Items from a data source
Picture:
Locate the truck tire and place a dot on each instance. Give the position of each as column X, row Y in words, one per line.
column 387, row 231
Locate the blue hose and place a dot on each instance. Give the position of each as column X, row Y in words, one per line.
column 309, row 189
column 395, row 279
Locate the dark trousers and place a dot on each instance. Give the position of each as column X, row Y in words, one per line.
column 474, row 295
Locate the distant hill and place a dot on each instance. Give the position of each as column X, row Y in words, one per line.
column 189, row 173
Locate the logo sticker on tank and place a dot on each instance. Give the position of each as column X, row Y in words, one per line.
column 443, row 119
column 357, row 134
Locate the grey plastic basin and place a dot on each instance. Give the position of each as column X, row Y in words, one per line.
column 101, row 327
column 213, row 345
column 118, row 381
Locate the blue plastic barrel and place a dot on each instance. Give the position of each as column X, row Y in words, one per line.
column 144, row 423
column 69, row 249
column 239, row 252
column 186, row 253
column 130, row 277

> _Problem details_:
Rewrite the rows, changing every occurrence of "place a dot" to "put a marker" and leaving all other wording unchanged.

> _Completed exercise_:
Picture:
Locate the truck tire and put a marker on each instance. Give the position of each as column X, row Y in words, one per line.
column 387, row 231
Locate the blue hose and put a marker on each instance. Give the position of each as column X, row Y in words, one per line.
column 309, row 189
column 395, row 279
Locate the dark trousers and put a marker on each instance. Give the position of each as column X, row Y in words, one per line.
column 474, row 295
Locate the distant hill and put a marker on each instance. Give the position of each as column X, row Y in words, one per line.
column 189, row 173
Locate the logo sticker on tank and put a marker on each instance. Give the position of each as column X, row Y in words, one per line.
column 443, row 119
column 357, row 134
Locate the grey plastic basin and put a marker on each instance. Give the position of each as column X, row Y in words, one per line.
column 101, row 327
column 213, row 345
column 118, row 381
Locate the blue plastic barrel and put a marker on each instance. Give the position of each as column X, row Y in words, one per line.
column 144, row 423
column 69, row 249
column 239, row 252
column 186, row 253
column 130, row 277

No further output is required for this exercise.